[PROVIDED INFORMATION]

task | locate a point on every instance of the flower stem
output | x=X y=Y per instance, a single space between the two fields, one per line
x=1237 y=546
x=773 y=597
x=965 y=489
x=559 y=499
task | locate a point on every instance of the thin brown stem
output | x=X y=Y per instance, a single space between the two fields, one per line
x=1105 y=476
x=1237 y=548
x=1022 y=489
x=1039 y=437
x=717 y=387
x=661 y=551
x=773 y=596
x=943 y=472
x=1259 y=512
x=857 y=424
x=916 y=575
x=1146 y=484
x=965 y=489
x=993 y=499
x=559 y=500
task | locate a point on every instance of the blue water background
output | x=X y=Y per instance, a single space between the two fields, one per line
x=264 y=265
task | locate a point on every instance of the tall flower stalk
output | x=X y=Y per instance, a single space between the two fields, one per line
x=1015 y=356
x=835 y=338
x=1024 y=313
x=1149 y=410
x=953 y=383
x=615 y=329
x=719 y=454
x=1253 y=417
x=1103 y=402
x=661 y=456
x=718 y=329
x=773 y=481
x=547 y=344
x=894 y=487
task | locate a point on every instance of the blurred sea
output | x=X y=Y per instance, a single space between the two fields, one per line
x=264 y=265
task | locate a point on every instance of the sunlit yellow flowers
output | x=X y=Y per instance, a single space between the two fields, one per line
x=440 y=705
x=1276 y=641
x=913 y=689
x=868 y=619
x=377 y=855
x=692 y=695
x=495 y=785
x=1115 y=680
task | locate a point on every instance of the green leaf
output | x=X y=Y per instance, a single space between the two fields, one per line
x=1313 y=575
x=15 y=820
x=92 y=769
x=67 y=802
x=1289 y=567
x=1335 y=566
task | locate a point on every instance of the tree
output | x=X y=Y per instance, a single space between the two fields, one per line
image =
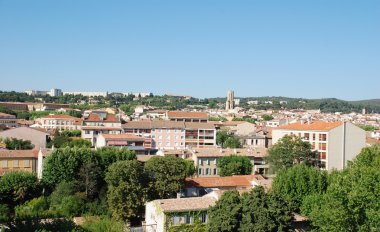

[/PROVIDED INFORMATION]

**WHAT IS NEEDED**
Set down the complete material exactly, but do not include the images.

**EXERCISE OUTPUT**
task | locate a point on every instance of the flower stem
output | x=X y=Y per instance, a single space between the two fields, one per line
x=1237 y=546
x=773 y=597
x=965 y=489
x=559 y=499
task | locate a point on every instance of the thin brown stem
output | x=X y=Y per instance, a single space between the two fields, one per line
x=1105 y=476
x=1237 y=548
x=1022 y=489
x=1039 y=437
x=717 y=387
x=661 y=551
x=773 y=596
x=943 y=472
x=1259 y=512
x=857 y=424
x=916 y=575
x=1146 y=484
x=965 y=489
x=993 y=499
x=559 y=500
task | locate a point on every instance of the blue water background
output | x=X y=Y per instance, a single space between the two fields, one per line
x=264 y=265
task | locate a point on every instance of the tall flower stalk
output | x=X y=Y per instance, a single space between the two fields, one per line
x=1015 y=356
x=835 y=338
x=1024 y=313
x=1149 y=410
x=953 y=383
x=615 y=329
x=719 y=454
x=1253 y=417
x=1103 y=402
x=661 y=456
x=718 y=329
x=773 y=481
x=547 y=344
x=894 y=487
task | locate a point on every instance of the blurred sea
output | x=X y=Y per instance, a single space between the two fields, one per line
x=264 y=265
task | locate a point on every instance of the sunlit yellow flowers
output | x=X y=Y per instance, a single space between the two fields, one per line
x=440 y=705
x=1276 y=641
x=913 y=689
x=868 y=619
x=377 y=855
x=692 y=695
x=495 y=785
x=1115 y=680
task | locate a point on every instance of the green leaf
output | x=X y=Y per instance, a single space between the two fields, one per line
x=1313 y=575
x=15 y=820
x=92 y=769
x=67 y=802
x=1289 y=567
x=1335 y=566
task | locate a point on every instance of the tree
output | x=X y=Y per instance, a single space between the two fields, one per line
image =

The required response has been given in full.